** START Records for this task **

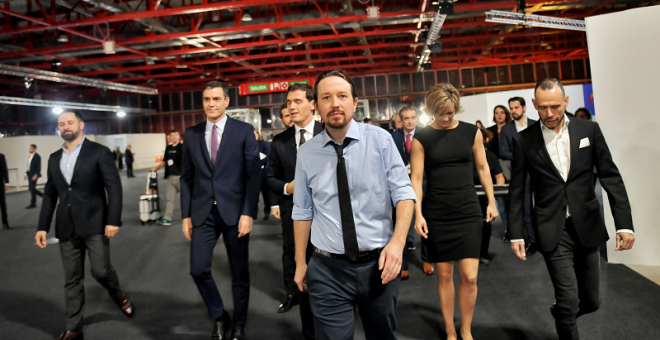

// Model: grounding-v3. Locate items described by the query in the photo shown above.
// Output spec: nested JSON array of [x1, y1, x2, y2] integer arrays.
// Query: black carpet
[[0, 171, 660, 340]]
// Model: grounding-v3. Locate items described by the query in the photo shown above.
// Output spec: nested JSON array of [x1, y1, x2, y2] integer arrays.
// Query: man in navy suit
[[181, 81, 261, 340], [23, 144, 44, 209], [500, 97, 536, 251], [392, 106, 435, 280]]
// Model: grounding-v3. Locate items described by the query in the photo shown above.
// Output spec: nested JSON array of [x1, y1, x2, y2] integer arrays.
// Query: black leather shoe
[[277, 295, 298, 313], [211, 311, 231, 340], [231, 329, 245, 340]]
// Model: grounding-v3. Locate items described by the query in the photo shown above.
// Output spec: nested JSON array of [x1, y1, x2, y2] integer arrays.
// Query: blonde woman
[[410, 84, 497, 340]]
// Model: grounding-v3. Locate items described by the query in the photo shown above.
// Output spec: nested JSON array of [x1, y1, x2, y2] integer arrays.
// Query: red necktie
[[406, 133, 412, 153]]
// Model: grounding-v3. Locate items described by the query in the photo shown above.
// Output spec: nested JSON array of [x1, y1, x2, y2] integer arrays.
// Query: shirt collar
[[206, 113, 227, 131], [62, 137, 87, 153], [539, 113, 570, 132], [320, 119, 360, 147], [293, 119, 315, 134]]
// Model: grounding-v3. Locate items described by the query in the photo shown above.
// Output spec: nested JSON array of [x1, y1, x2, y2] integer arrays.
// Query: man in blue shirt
[[292, 70, 415, 340]]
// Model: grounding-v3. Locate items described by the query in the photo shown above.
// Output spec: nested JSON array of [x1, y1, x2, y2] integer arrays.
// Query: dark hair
[[493, 105, 512, 124], [508, 97, 526, 106], [574, 107, 591, 120], [399, 105, 419, 120], [534, 78, 566, 97], [280, 103, 286, 119], [314, 70, 357, 102], [286, 83, 314, 102], [202, 80, 229, 98]]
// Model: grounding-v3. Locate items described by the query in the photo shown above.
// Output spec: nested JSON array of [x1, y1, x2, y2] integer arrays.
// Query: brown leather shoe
[[424, 262, 435, 275], [115, 293, 135, 318], [57, 331, 83, 340]]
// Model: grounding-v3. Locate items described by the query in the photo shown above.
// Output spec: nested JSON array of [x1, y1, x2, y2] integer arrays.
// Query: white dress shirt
[[204, 114, 227, 159]]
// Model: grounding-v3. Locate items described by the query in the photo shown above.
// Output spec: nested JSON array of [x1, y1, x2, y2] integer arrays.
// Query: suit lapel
[[528, 124, 564, 181]]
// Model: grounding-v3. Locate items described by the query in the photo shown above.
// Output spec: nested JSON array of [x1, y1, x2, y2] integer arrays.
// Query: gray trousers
[[59, 235, 123, 332], [163, 175, 181, 221], [307, 253, 401, 340]]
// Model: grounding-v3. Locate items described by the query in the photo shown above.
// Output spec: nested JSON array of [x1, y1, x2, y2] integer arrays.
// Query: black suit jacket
[[0, 153, 9, 186], [181, 117, 261, 226], [38, 139, 122, 241], [509, 119, 634, 251], [266, 122, 323, 209], [25, 152, 41, 181], [498, 118, 536, 160]]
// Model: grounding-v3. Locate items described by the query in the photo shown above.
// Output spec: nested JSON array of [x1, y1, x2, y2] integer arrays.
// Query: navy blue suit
[[181, 117, 261, 329], [392, 126, 429, 270]]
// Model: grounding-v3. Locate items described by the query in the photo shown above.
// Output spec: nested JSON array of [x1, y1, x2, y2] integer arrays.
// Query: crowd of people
[[0, 70, 635, 340]]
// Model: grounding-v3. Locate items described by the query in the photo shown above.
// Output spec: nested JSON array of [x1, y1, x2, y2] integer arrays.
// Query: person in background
[[254, 130, 271, 221], [280, 103, 294, 129], [124, 144, 135, 178], [509, 78, 635, 340], [410, 83, 498, 340], [392, 106, 435, 280], [0, 153, 10, 229], [486, 105, 511, 243], [292, 70, 415, 340], [23, 144, 44, 209], [151, 129, 183, 226], [34, 111, 134, 340], [575, 107, 591, 120]]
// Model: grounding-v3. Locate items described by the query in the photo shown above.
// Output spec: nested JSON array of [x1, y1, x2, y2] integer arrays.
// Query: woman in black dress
[[410, 84, 497, 340]]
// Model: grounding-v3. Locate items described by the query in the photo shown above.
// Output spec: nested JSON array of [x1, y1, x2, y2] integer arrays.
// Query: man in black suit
[[0, 153, 10, 229], [23, 144, 44, 209], [509, 79, 635, 340], [35, 111, 133, 340], [499, 97, 536, 250], [392, 106, 435, 280], [267, 83, 323, 339], [181, 81, 261, 340]]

** END Records for this task **

Set problem:
Pull out each line in the material above that contains the word "woman" and copy those lines unchanged.

Correct response:
// Query: blonde woman
// Query: woman in black dress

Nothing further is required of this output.